EXTRACT »
"""

To uncover your strengths learn more about CliftonStrengths.
Reframe your Thinking
People with Imposter Syndrome think they are inferior and people without it don’t think that way. This has no bearing on your actual abilities, people with Imposter Syndrome are not any less capable than those without it. If you have it, you think and feel like an imposter and that needs to change. Use reframing techniques to see the positive in situations. Instead of thinking, I had no time to prepare for that presentation and it wasn’t very good, think, I managed to pull together a fairly decent presentation in a very short space of time. Listen for the negative voice inside your head that says you aren’t good enough. This voice is your worst enemy. Instead find another voice; imagine this voice is your biggest cheerleader, what would they say in response to your worst enemy? Find the alternative way of looking at something and show yourself self-compassion instead of self-critique. Start recording the small and big wins that you achieve to reinforce your own positive self-image. Identify the internal reasons for your success rather than attributing them to external factors. When you fail, consider what you could have done differently but also acknowledge the environmental factors that contributed to the failure.
Imposter Syndrome will visit most of us from time to time. Recognise it when it comes and use the these techniques to get perspective and acknowledge your uniquely, brilliant, amazing contributions to the world and workplace. Know that you made that happen and while luck plays a part for us all in life, you don’t get lucky without talent and hard work.

"""

RECORDED DATA »
"""

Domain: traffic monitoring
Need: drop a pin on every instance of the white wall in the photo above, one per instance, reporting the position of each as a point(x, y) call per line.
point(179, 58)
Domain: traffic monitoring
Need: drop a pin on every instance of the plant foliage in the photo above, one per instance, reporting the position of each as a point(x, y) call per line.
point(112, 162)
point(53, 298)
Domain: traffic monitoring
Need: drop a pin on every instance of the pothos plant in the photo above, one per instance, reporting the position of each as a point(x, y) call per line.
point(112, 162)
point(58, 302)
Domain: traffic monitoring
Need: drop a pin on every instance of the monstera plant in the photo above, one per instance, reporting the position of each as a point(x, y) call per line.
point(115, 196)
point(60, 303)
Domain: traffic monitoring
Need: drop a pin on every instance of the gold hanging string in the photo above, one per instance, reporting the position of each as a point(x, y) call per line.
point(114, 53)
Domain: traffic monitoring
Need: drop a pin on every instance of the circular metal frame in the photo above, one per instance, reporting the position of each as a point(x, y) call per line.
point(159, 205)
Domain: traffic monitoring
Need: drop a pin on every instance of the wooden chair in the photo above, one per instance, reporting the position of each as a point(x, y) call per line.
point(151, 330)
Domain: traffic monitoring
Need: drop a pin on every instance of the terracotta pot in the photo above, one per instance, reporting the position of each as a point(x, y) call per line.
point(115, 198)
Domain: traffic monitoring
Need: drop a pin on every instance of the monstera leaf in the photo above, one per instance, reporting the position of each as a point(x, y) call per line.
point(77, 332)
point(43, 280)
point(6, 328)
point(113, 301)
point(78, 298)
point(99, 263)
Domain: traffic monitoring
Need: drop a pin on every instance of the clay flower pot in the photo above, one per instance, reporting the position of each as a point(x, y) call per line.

"""

ACTION ITEM » Copy the Imposter Syndrome text word for word. Start at the words "Imposter Syndrome will" and stop after "and hard work.". The items have nothing to do with what you're asked to do here.

SOLUTION TO THIS TASK »
Imposter Syndrome will visit most of us from time to time. Recognise it when it comes and use the these techniques to get perspective and acknowledge your uniquely, brilliant, amazing contributions to the world and workplace. Know that you made that happen and while luck plays a part for us all in life, you don’t get lucky without talent and hard work.